■ EXERCISE PROMPT: In the listing, copy out the lines from the one containing "girl in pink shirt -> coordinates" up to and including the one containing "[0,231,307,571]", substituting "collared shirt" for "polo shirt" and leaving everything else unchanged. Give only those lines.

■ DATASET RECORDS:
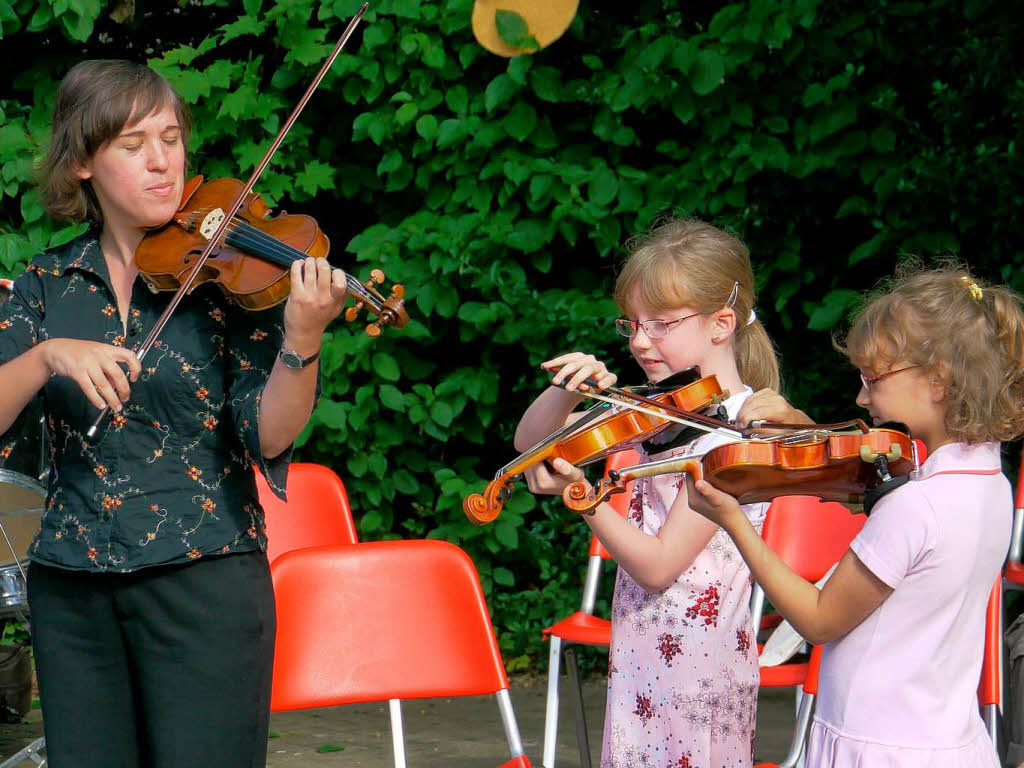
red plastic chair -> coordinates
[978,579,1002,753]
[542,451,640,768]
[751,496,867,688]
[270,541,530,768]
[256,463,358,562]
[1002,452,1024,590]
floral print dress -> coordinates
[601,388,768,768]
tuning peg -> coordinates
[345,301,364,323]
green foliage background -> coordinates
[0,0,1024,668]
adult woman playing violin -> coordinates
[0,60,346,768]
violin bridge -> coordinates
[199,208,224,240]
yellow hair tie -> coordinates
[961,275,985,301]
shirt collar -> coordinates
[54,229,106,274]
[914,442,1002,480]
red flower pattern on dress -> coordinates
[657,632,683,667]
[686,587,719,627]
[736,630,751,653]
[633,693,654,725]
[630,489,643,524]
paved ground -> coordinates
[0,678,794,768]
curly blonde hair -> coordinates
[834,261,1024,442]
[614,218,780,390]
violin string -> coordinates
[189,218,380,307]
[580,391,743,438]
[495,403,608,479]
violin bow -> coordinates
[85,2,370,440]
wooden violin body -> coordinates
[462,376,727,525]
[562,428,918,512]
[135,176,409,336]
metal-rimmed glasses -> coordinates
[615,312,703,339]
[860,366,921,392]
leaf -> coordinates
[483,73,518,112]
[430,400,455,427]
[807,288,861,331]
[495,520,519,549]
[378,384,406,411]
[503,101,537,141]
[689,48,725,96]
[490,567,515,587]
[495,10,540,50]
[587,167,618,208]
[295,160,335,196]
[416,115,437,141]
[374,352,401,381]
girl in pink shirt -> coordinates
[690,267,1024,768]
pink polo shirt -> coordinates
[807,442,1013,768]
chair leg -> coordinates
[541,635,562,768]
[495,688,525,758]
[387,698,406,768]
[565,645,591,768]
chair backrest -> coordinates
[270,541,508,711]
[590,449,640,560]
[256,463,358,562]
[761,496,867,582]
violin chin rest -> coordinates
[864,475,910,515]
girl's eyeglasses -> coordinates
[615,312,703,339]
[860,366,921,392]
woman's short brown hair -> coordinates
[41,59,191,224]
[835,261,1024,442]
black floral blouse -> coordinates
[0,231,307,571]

...

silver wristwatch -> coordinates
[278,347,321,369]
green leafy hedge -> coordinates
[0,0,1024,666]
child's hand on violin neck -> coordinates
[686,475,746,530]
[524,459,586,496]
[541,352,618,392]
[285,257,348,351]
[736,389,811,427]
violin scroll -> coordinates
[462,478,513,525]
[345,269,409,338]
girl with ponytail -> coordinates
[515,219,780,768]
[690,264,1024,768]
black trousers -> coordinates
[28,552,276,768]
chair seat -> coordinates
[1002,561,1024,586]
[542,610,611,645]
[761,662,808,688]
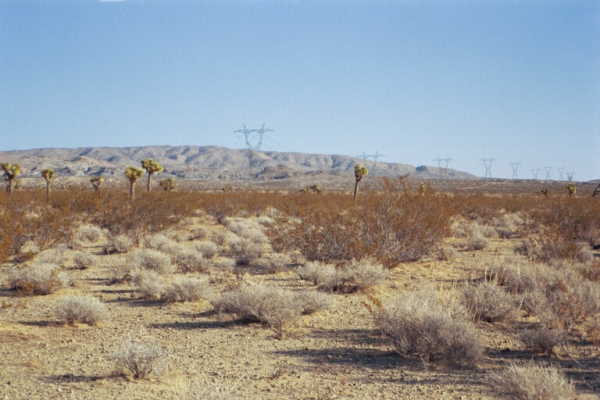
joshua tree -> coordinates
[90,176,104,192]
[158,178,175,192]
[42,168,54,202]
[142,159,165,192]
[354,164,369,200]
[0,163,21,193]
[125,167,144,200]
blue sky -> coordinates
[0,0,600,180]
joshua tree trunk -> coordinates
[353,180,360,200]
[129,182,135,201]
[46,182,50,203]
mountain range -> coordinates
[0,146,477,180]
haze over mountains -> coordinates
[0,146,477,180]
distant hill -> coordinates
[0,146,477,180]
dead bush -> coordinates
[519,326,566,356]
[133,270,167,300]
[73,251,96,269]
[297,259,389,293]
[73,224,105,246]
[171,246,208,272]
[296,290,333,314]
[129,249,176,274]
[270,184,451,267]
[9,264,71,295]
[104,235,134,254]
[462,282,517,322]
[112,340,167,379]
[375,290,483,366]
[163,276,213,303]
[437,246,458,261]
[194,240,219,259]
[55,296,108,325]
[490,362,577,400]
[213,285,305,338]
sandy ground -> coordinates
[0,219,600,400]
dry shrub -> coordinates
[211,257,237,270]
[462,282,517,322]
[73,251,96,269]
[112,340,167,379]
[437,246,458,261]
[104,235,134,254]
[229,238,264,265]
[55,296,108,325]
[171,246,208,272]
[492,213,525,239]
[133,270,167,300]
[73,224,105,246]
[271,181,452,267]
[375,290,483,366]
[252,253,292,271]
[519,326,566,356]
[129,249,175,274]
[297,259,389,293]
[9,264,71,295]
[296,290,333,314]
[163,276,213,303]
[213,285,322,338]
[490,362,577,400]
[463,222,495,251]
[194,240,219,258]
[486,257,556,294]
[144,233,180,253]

---

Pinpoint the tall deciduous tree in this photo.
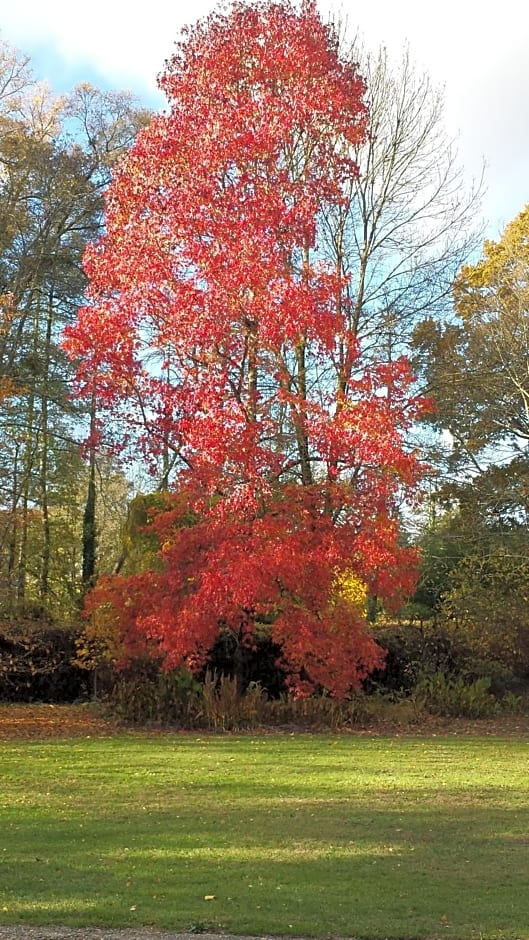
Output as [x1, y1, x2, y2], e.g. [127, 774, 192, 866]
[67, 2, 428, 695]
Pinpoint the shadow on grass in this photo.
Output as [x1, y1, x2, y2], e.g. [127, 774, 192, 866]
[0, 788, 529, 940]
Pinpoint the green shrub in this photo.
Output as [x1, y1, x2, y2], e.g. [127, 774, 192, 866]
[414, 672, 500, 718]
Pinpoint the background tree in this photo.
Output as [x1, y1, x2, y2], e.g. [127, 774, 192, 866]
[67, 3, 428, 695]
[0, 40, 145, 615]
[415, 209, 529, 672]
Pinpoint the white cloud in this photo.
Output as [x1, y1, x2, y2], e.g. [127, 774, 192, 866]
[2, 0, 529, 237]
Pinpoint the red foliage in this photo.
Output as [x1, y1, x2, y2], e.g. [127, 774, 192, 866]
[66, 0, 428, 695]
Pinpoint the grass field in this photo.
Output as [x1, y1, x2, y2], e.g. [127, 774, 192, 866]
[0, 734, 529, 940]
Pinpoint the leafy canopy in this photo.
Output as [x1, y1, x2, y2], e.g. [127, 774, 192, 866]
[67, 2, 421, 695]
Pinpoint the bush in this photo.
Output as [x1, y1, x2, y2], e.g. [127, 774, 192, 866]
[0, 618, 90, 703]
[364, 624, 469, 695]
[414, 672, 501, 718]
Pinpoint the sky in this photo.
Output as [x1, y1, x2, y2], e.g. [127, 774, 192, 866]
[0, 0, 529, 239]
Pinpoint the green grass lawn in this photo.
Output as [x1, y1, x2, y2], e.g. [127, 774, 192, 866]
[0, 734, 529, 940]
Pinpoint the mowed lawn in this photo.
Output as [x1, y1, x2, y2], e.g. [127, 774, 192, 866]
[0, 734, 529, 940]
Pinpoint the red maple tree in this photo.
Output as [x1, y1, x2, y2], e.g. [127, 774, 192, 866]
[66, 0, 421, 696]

■ EXERCISE ANSWER:
girl in pink shirt -> coordinates
[690,267,1024,768]
pink collared shirt -> coordinates
[807,442,1013,768]
chair leg -> coordinates
[541,635,562,768]
[495,688,525,758]
[387,698,406,768]
[565,645,591,768]
chair backrest -> coordinates
[270,541,508,711]
[590,449,640,560]
[256,463,358,562]
[761,496,867,582]
violin chin rest -> coordinates
[864,475,910,515]
girl's eyeglasses -> coordinates
[615,312,703,339]
[860,366,921,392]
woman's short brown hair -> coordinates
[41,59,191,224]
[835,261,1024,442]
black floral blouse -> coordinates
[0,231,307,571]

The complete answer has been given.